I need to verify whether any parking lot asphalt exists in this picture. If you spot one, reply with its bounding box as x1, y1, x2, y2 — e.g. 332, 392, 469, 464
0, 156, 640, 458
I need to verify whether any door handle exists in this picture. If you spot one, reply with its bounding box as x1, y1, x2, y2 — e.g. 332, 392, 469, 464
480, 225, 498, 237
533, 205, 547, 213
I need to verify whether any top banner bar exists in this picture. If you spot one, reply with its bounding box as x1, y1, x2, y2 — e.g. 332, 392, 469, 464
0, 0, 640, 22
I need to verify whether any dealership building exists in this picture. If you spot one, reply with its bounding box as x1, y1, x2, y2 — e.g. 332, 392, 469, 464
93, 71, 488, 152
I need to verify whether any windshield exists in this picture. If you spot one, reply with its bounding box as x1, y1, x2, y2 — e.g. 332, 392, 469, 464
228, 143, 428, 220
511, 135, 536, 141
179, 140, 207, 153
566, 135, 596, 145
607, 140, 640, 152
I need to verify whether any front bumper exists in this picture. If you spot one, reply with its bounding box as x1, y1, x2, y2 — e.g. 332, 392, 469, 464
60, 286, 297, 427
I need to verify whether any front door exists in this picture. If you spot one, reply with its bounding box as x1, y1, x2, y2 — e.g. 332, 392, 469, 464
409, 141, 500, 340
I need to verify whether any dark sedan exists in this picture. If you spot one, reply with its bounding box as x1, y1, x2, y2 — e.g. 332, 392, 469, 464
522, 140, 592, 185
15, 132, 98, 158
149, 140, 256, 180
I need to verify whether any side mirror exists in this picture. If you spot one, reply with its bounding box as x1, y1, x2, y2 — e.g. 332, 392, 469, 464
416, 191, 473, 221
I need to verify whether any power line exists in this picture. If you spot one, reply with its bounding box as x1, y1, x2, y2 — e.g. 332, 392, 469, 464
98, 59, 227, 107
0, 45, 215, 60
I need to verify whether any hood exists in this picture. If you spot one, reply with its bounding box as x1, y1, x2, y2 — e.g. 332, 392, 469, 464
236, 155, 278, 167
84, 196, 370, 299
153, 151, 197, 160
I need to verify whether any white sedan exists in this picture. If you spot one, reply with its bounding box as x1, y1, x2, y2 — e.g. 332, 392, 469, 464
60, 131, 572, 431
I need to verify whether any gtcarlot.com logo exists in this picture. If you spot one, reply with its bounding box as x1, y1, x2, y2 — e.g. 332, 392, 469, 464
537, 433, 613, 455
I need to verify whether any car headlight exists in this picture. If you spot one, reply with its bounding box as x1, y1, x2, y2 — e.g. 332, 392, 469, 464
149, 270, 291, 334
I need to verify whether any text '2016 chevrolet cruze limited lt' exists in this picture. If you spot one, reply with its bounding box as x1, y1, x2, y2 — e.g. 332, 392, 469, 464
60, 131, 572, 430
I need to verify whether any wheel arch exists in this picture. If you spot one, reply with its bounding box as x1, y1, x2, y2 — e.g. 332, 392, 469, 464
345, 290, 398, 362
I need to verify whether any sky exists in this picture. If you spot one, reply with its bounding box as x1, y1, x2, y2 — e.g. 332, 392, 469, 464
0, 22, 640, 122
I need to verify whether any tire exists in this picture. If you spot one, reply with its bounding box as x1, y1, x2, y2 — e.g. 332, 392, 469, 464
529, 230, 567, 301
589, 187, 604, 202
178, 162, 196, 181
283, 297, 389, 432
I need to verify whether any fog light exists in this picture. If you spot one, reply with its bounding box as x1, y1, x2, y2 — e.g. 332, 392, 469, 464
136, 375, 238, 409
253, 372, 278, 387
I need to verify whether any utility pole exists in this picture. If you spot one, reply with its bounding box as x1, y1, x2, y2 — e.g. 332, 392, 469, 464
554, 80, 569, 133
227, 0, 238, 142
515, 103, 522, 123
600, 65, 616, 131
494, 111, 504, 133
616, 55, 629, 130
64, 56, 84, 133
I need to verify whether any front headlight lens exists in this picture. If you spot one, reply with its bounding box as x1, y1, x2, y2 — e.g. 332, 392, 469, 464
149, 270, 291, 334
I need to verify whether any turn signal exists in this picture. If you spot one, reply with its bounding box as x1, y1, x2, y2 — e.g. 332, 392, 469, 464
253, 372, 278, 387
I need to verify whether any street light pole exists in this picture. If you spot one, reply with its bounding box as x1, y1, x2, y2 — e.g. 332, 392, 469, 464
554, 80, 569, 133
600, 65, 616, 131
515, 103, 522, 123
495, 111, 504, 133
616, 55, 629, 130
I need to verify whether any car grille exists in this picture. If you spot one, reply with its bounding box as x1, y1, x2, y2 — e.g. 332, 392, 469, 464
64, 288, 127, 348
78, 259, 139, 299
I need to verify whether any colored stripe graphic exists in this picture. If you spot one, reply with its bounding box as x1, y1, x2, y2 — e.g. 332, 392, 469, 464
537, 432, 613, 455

Goal of the exercise: Update the lines from the one containing "I need to verify whether any dealership" up to and including the one containing "416, 191, 473, 221" by changing "verify" to "confirm" throughout. Leave everything else in those lines unchanged, and give back only those lines.

Response to the task:
I need to confirm whether any dealership building exists in this picture. If you spot one, reply with its bounding box as x1, y1, x2, y2 — e.g. 332, 392, 469, 464
93, 71, 488, 152
I need to confirm whether any windshield exists in this picture. If you spot one, reply with its bounding box as x1, y1, x2, y2 — e.g. 332, 392, 469, 464
228, 143, 428, 220
511, 135, 536, 141
179, 140, 207, 153
566, 135, 596, 145
607, 140, 640, 152
I need to confirm whether any front bumper exists in this picture. If you spot one, reply with its bounding box as x1, y1, x2, y2 — e.g. 332, 392, 469, 464
60, 286, 297, 427
I need to confirm whether any front door exists in this picture. If you spot one, reply with its bounding box as x1, y1, x2, y2 — e.g. 332, 392, 469, 464
409, 141, 500, 340
I need to confirm whether any dark sedan exists in this picture. If you spot one, reply with its bounding box as x1, y1, x2, y2 — e.g. 332, 392, 469, 464
522, 140, 592, 185
15, 132, 98, 158
149, 140, 256, 180
I need to confirm whether any side mirror exists in this picture. If you spot one, reply with its bounding box as x1, y1, x2, y2 — e.g. 332, 392, 469, 464
416, 191, 473, 221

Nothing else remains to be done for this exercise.